Copy out, in full, each line of the rows below that contains the word "window".

[EXTRACTED RECORDS]:
○ ○ ○

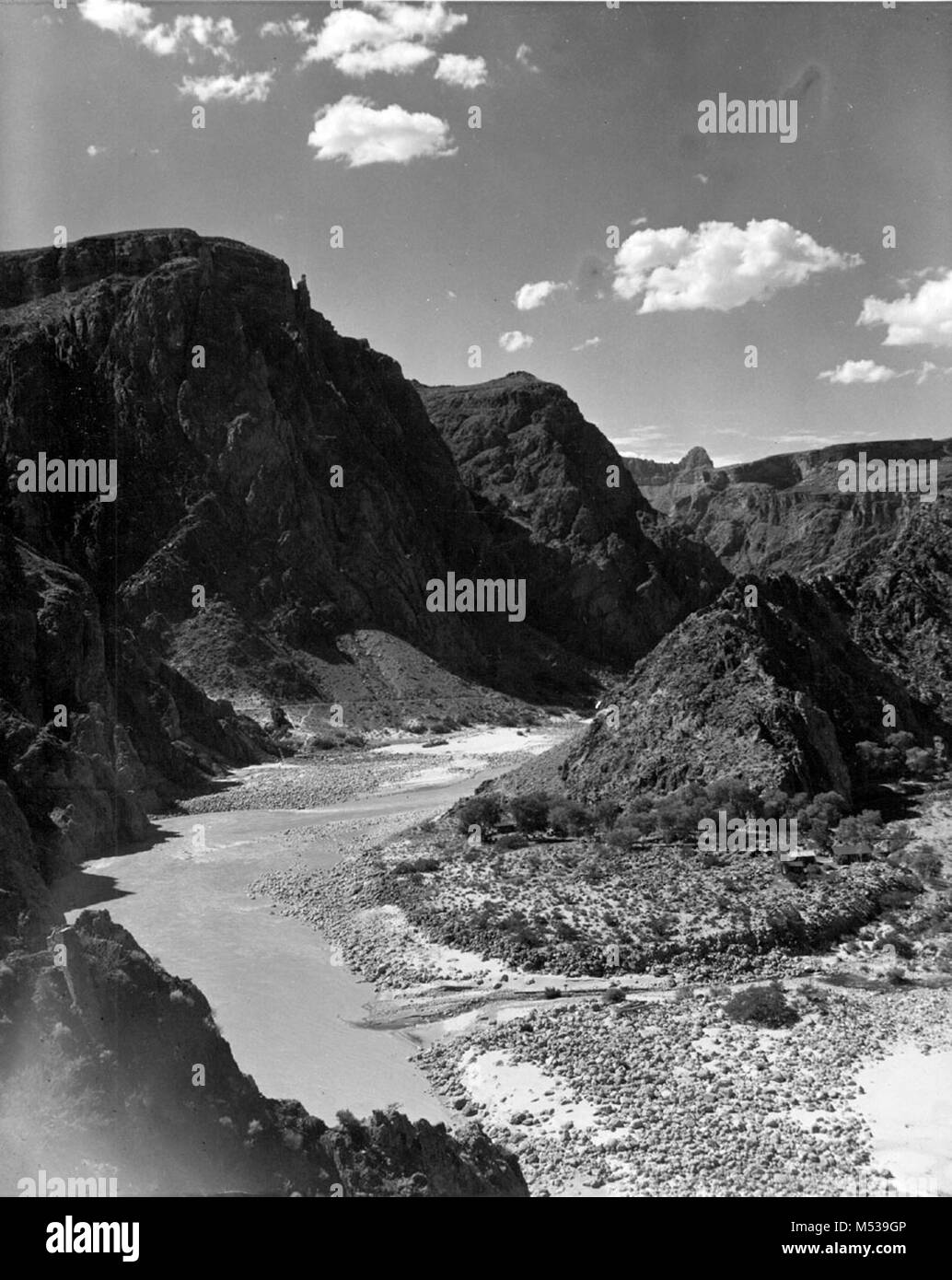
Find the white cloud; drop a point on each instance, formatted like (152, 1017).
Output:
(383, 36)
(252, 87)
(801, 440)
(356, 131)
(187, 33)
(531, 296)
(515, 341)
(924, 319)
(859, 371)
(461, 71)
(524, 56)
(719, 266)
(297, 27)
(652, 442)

○ ○ ○

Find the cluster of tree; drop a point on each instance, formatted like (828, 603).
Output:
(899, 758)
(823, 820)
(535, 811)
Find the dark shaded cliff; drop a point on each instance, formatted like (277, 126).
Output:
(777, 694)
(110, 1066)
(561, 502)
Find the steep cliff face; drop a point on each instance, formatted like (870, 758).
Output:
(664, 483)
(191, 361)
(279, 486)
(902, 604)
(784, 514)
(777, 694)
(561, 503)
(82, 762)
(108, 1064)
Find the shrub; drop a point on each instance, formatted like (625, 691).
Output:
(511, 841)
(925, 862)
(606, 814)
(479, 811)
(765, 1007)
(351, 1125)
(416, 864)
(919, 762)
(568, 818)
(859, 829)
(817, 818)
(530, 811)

○ ○ ○

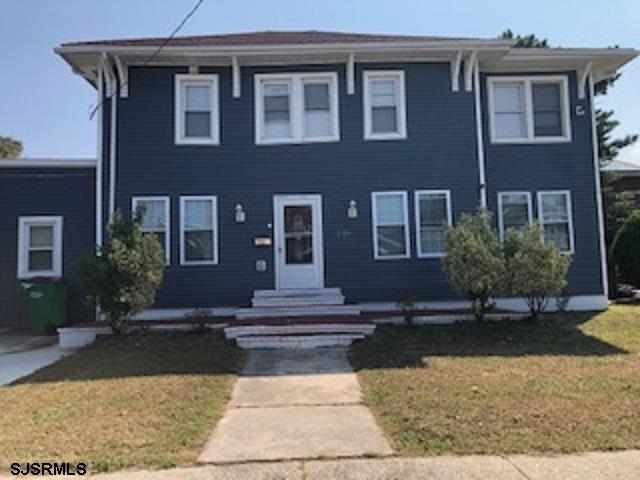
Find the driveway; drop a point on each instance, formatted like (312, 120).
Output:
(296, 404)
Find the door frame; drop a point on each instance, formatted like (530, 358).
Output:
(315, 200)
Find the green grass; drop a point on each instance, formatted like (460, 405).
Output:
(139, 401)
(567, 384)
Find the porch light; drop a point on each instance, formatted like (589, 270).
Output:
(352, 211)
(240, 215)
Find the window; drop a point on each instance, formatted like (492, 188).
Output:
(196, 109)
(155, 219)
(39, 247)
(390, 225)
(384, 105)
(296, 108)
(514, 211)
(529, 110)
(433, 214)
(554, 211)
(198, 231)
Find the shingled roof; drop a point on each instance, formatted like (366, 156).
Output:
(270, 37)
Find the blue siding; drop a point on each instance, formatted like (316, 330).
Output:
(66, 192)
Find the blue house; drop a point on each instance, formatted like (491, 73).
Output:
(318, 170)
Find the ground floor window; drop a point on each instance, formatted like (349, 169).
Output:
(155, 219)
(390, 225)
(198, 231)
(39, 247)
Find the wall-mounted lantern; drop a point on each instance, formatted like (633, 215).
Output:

○ ○ ○

[RESPONSE TO THE TASK]:
Find the window; drop a point on each instance, formatted like (492, 188).
Find the ground floor window; drop a point on each instance, formatted like (349, 169).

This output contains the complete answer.